Kevin Patrick

Biographical details
- Born: July 30, 1971 (age 55) Phoenix, Arizona, U.S.
- Education: University of Miami (1994)

Playing career
- 1989–1993: Miami (FL)
- Positions: Tight end, Defensive lineman, defensive end

Coaching career (HC unless noted)
- 1996–1998: South Florida (DE)
- 2008: South Florida (DE)
- 2009: South Florida (DL)
- 2010–2013: South Florida (DT)
- 2014–2015: North Texas (DL)
- 2016: Texas Tech (DL)
- 2017–2019: NC State (DL)
- 2020–2022: Florida Atlantic (OLB)
- 2023–2025: South Florida (DL)
- 2025: South Florida (interim HC/DL)

Head coaching record
- Overall: 0–1
- Bowls: 0–1

Accomplishments and honors

Awards
- Big East Conference Defensive Player of the Year (1993); Jack Harding University of Miami MVP Award (1993);

= Kevin Patrick (American football) =

American football coach (born 1971)

Kevin Patrick (born July 30, 1971) is an American football coach who most recently served as the interim head coach and defensive line coach for the South Florida Bulls.

==Playing career==
Patrick played high school football at Forest Hill Community High School in West Palm Beach, Florida as a defensive lineman.

During his time at Miami, Patrick was one of the team's top players, where in his career he totaled 174 tackles and 23 sacks, where he helped lead them to a national championship, while also earning multiple honors such as being named an all-American, the Big East defensive player of the year, and he was inducted into the team's Hall of Fame in 2015.

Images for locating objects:
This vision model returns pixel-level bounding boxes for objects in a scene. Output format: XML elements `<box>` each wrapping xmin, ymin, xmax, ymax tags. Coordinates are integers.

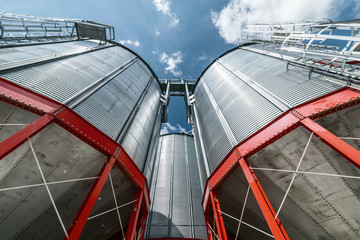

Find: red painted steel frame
<box><xmin>210</xmin><ymin>191</ymin><xmax>227</xmax><ymax>240</ymax></box>
<box><xmin>139</xmin><ymin>212</ymin><xmax>149</xmax><ymax>240</ymax></box>
<box><xmin>125</xmin><ymin>189</ymin><xmax>144</xmax><ymax>240</ymax></box>
<box><xmin>239</xmin><ymin>158</ymin><xmax>290</xmax><ymax>239</ymax></box>
<box><xmin>301</xmin><ymin>118</ymin><xmax>360</xmax><ymax>169</ymax></box>
<box><xmin>64</xmin><ymin>157</ymin><xmax>116</xmax><ymax>240</ymax></box>
<box><xmin>0</xmin><ymin>115</ymin><xmax>54</xmax><ymax>159</ymax></box>
<box><xmin>202</xmin><ymin>87</ymin><xmax>360</xmax><ymax>239</ymax></box>
<box><xmin>0</xmin><ymin>78</ymin><xmax>150</xmax><ymax>239</ymax></box>
<box><xmin>204</xmin><ymin>212</ymin><xmax>213</xmax><ymax>240</ymax></box>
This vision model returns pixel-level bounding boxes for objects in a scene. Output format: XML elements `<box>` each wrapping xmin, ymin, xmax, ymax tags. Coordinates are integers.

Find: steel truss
<box><xmin>202</xmin><ymin>87</ymin><xmax>360</xmax><ymax>240</ymax></box>
<box><xmin>0</xmin><ymin>78</ymin><xmax>150</xmax><ymax>240</ymax></box>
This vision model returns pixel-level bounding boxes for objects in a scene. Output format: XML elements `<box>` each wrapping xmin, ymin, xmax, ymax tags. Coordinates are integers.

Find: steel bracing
<box><xmin>0</xmin><ymin>78</ymin><xmax>150</xmax><ymax>239</ymax></box>
<box><xmin>202</xmin><ymin>87</ymin><xmax>360</xmax><ymax>239</ymax></box>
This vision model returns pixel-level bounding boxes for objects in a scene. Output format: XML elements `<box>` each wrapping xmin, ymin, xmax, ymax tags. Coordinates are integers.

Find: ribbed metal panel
<box><xmin>194</xmin><ymin>78</ymin><xmax>231</xmax><ymax>171</ymax></box>
<box><xmin>121</xmin><ymin>80</ymin><xmax>160</xmax><ymax>169</ymax></box>
<box><xmin>194</xmin><ymin>48</ymin><xmax>343</xmax><ymax>171</ymax></box>
<box><xmin>0</xmin><ymin>41</ymin><xmax>161</xmax><ymax>169</ymax></box>
<box><xmin>222</xmin><ymin>49</ymin><xmax>343</xmax><ymax>107</ymax></box>
<box><xmin>193</xmin><ymin>116</ymin><xmax>209</xmax><ymax>192</ymax></box>
<box><xmin>147</xmin><ymin>134</ymin><xmax>206</xmax><ymax>239</ymax></box>
<box><xmin>0</xmin><ymin>43</ymin><xmax>136</xmax><ymax>102</ymax></box>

▸ **Task description**
Resume the article about football coach Kevin Patrick after its last sentence, adding the next part of his story.

▸ **Output of the exercise**
At Miami, Patrick was the roommate of future actor and professional wrestler Dwayne Johnson.

==Coaching career==
Patrick got his first career coaching job in 1996, as the defensive line coach for the inaugural season for the South Florida Bulls, where he would leave in 1998. He spent the next nine years outside of coaching; among other ventures, he founded a medical billing company. However, in 2008, he would return to South Florida once again as the team's defensive line coach. In 2014, he joined the North Texas Mean Green to coach the team's defensive line. Ahead of the 2016 season, Patrick was hired as the defensive line coach at Texas Tech. In 2017, he joined the NC State Wolfpack as the team's defensive line coach. Before the start of the 2020 season, Florida Atlantic, hired Patrick to coach the team's outside linebackers. In 2023, he rejoined the South Florida Bulls as the team's defensive line coach. On November 30, 2025, Patrick was named the Bulls interim head coach after Alex Golesh was hired by Auburn.

==Head coaching record==

Year: Team; Overall; Conference; Standing; Bowl/playoffs
South Florida Bulls (American Conference) (2025)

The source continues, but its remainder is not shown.